Aim: Quote the records that follow in full, leaving the pictures out.

Exercise materials:
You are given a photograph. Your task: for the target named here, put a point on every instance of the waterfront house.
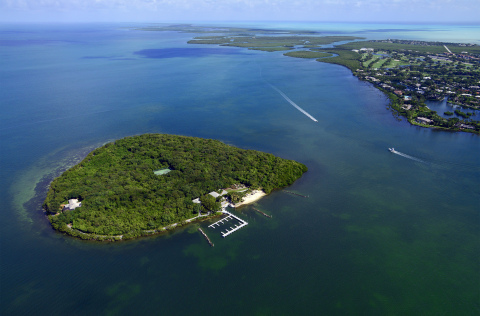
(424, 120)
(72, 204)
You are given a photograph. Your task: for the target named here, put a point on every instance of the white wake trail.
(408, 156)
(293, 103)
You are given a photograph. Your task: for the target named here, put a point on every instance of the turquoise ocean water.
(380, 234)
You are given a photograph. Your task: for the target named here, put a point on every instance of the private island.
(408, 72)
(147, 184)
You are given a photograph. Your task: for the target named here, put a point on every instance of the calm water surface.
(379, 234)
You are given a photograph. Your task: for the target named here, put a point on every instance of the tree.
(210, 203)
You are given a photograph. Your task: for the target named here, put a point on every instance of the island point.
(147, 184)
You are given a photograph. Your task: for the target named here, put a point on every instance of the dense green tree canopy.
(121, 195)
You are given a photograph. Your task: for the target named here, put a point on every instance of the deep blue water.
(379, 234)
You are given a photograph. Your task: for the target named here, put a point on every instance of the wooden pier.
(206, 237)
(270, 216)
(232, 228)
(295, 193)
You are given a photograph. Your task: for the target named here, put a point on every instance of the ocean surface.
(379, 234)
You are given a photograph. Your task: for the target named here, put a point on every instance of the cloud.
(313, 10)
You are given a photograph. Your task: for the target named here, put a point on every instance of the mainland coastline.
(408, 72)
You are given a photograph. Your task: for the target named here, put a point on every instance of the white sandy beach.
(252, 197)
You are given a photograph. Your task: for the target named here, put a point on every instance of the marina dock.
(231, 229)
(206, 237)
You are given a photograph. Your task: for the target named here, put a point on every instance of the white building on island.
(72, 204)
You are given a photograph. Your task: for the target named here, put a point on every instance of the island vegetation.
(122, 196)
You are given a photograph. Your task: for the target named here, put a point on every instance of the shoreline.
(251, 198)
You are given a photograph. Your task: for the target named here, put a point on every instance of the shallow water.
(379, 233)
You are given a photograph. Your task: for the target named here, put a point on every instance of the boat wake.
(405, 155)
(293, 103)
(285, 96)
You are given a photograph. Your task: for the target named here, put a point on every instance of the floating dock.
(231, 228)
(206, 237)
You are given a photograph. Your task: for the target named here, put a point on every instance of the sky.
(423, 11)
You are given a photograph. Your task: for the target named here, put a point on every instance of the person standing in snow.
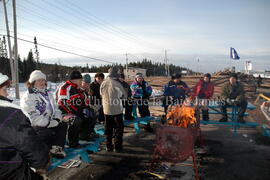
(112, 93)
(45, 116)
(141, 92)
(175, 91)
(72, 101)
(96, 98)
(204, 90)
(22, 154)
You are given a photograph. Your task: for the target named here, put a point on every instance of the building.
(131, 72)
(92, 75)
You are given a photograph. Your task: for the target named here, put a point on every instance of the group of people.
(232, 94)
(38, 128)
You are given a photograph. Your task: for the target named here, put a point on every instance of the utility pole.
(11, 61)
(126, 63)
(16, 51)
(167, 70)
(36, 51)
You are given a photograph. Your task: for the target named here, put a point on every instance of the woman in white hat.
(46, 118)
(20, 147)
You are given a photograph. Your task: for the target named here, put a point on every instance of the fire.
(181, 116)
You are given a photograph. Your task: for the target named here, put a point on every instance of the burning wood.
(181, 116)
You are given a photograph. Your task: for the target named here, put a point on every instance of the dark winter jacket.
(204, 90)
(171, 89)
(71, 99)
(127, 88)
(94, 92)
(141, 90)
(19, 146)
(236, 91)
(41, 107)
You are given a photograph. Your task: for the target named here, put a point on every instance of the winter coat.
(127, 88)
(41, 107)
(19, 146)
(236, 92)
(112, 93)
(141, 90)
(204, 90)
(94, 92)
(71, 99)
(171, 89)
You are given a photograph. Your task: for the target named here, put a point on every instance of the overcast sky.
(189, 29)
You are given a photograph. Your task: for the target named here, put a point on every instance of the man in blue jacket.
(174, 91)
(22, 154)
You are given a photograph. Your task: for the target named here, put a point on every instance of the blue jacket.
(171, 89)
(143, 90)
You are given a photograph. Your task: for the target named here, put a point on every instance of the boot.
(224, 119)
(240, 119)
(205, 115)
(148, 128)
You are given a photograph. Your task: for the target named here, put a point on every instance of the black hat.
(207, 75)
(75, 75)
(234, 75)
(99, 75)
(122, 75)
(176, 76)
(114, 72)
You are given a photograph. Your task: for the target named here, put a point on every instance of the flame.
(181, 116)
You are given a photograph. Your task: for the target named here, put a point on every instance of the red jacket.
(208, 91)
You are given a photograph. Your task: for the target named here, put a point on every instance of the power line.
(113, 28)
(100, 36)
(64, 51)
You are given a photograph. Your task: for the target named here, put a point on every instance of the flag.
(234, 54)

Full response:
You are given a photograph. Your task: for the target named here, put a point on every instance of the waterfront house.
(424, 120)
(72, 204)
You are given a photograph. Your task: for the target named here, put a point on every instance of the white wake trail.
(408, 156)
(293, 103)
You are given a photograph. Your task: for the target named here, put a point on every instance of the turquoise ocean water.
(380, 234)
You are given a photograph. Your task: for the target named here, put a point on every instance of the private island.
(408, 72)
(147, 184)
You are given a photograph. Your task: for the target named here, put a point on every instance of the calm water surface.
(379, 234)
You are given a photograph. Your task: for the target named here, put a point on every instance of the tree.
(210, 203)
You are given a photograph. Your task: for the target named here, put a point on every instance of the island point.
(147, 184)
You are given a photograph. Your task: for the target named here, put a point on every instance of the dense green tree canopy.
(121, 195)
You are given a photograph. Your task: for the target named here, put a point on every instance of the deep blue water.
(379, 234)
You are given a photograph. Your task: for the target named here, put a point on every instance of the wooden pier.
(206, 237)
(270, 216)
(232, 228)
(295, 193)
You are given a photograph. Your task: for the target named here, put a point on every instance of the ocean surface.
(379, 234)
You are given a photograph. Your task: for the target named here, put a point on every instance of the cloud.
(313, 10)
You are given a photograph. Your task: for the target named here, put a point on every instance of the mainland coastline.
(408, 72)
You are given a photograph. Your task: for the target named here, put a point on every instance of the white sandy beach.
(252, 197)
You are given a photograph. Your task: for the target named here, put a point on every instance of the marina dock.
(231, 229)
(206, 237)
You are given a photograph. Your task: for the target named here, put a point on every instance of the white building on island.
(72, 204)
You are given a photograph. Your task: for the target named here, put a point on every instance of the island vegetation.
(122, 196)
You are given a photograph. Your task: for the target named here, put a point on every instance of the shoreline.
(251, 198)
You are given a photograph. Your task: for the target named here, put a point on every instance of the shallow water.
(379, 233)
You are given a photograph. Your task: for the target named here, put a point on every instance of the boat wake.
(405, 155)
(293, 103)
(285, 96)
You are given a photograph. Your task: for the target named here, put a point on every instance of the floating dock.
(231, 228)
(206, 237)
You are given a photograph. Your task: for the target named here, put a point on every instance of the sky.
(423, 11)
You are given a photograph. Your task: for the target named here, put a point on every instance of the person standing in snow.
(112, 93)
(45, 116)
(141, 92)
(175, 91)
(72, 101)
(96, 98)
(204, 90)
(22, 154)
You are given a photograph. Your task: for the target named here, put a point on every instance of the building.
(131, 72)
(92, 75)
You are given a photograph. Your task: for the target named here, put a point on every instance of the group of people.
(232, 94)
(38, 128)
You are given a photograph. Your task: for the target named here, put a point on every instance of the utility pole.
(11, 61)
(126, 63)
(16, 51)
(167, 70)
(36, 51)
You are given a photograph. Your task: for the target named here, put a point on every instance of the woman in white hat.
(46, 118)
(20, 147)
You are given a photograph. Your task: for the target named here, put a point on every instance of the fire.
(181, 116)
You are given a photograph. Your task: for the target named here, put a point on every instance of the burning wood.
(181, 116)
You are given a photograph. Your task: for the target named here, put a point on every instance of the dark winter jacket.
(204, 90)
(171, 89)
(71, 99)
(127, 88)
(94, 92)
(141, 90)
(19, 146)
(236, 91)
(41, 107)
You are given a photograph. Your task: for the target named here, put a point on every instance of the winter coat.
(127, 88)
(41, 107)
(19, 146)
(236, 92)
(112, 93)
(141, 90)
(204, 90)
(94, 92)
(71, 99)
(171, 89)
You are given a photograph. Your task: for the target named here, put a point on every instance of the overcast sky.
(189, 29)
You are given a photograph. Your task: for the target named here, put a point on every instance of the man in blue jacket.
(174, 91)
(22, 154)
You are given a photograph. Your task: for the target named here, put a point on every instance of the blue jacket.
(171, 89)
(143, 90)
You are given a photograph. Your task: for the target named here, put a point on every instance of the boot.
(224, 119)
(240, 119)
(205, 115)
(148, 128)
You are given a photograph. Your task: for the target named here, put a point on every instance of the black hat.
(207, 75)
(75, 75)
(234, 75)
(99, 75)
(122, 75)
(176, 76)
(114, 72)
You are given a photograph. Your task: for the target named here, put a point on every instance of the flame.
(181, 116)
You are given a photograph. Your task: for the target named here, put a point on every instance of the red jacket.
(208, 91)
You are given a photograph. Your task: for the target named here, put a point on every instance of the power line.
(113, 28)
(100, 36)
(64, 51)
You are given a photograph. Your task: for the target named here, put a point on every instance of the flag.
(234, 54)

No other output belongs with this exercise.